(Exercise objective): What is needed is an exact reproduction of the listing, without its pictures.

(Records for the task):
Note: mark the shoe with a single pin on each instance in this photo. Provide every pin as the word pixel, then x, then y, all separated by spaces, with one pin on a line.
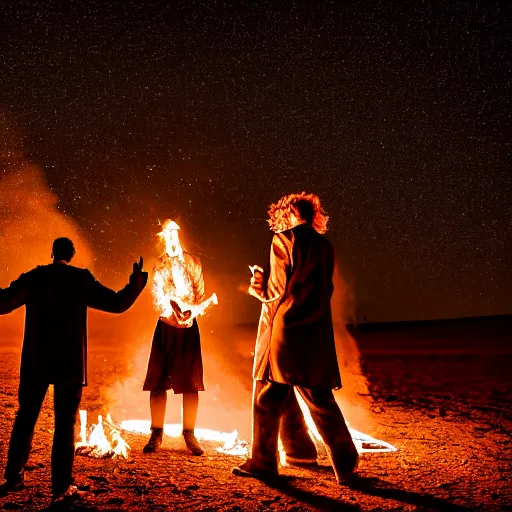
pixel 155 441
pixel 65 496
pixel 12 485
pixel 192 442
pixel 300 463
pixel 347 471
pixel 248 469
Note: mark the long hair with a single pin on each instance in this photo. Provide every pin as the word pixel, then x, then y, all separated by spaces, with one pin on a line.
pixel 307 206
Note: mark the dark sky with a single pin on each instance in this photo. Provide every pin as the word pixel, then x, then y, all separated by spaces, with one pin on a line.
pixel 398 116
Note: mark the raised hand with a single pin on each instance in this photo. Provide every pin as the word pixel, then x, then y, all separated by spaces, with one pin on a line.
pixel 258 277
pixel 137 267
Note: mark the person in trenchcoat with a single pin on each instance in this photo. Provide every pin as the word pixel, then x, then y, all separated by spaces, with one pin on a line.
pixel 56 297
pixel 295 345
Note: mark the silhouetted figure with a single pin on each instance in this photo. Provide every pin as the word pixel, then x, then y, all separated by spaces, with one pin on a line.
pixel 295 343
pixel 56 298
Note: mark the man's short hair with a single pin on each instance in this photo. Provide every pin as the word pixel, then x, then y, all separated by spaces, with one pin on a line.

(Response):
Note: mark the shoe with a single pin on each instance in this photo. Provide every pin as the word pixel, then x, then y, all separated by spaces, with one pin on a line.
pixel 155 441
pixel 65 496
pixel 12 485
pixel 192 442
pixel 300 463
pixel 347 471
pixel 248 469
Note: mark the long hair with a single pin on each instance in this photo. Provide every pin as the word pixel, then x, then y, all separated by spaces, with one pin on a line.
pixel 307 206
Note: mark the dark sky with a single pin on each instance in this photo. Provide every pin as the word pixel, then x, then y, all separated by spaces, with one pin on a line.
pixel 398 116
Note: mark the raised hand with a single pin on each instance in this photo. Provide every pin as the word pixel, then x, then y, all separated by spaces, with one pin on a line.
pixel 258 277
pixel 137 267
Note: mark the person in trenchcoat with a single pin on each instance in this photo. Provide every pin as the word pixel, then x, then y, all separated by spaces, with one pin on a line.
pixel 56 297
pixel 295 345
Note: mark the silhouetted figure with a single pin on each instance in this photo. Provide every pin as the word pixel, then x, then y, all separated by spaces, with one pin on a line.
pixel 295 343
pixel 56 298
Note: mark the man's short hair with a single pin on each instance in this photo. Provide every pin as the word pixel, then x, then y, all separated by spaces, with one pin on a line.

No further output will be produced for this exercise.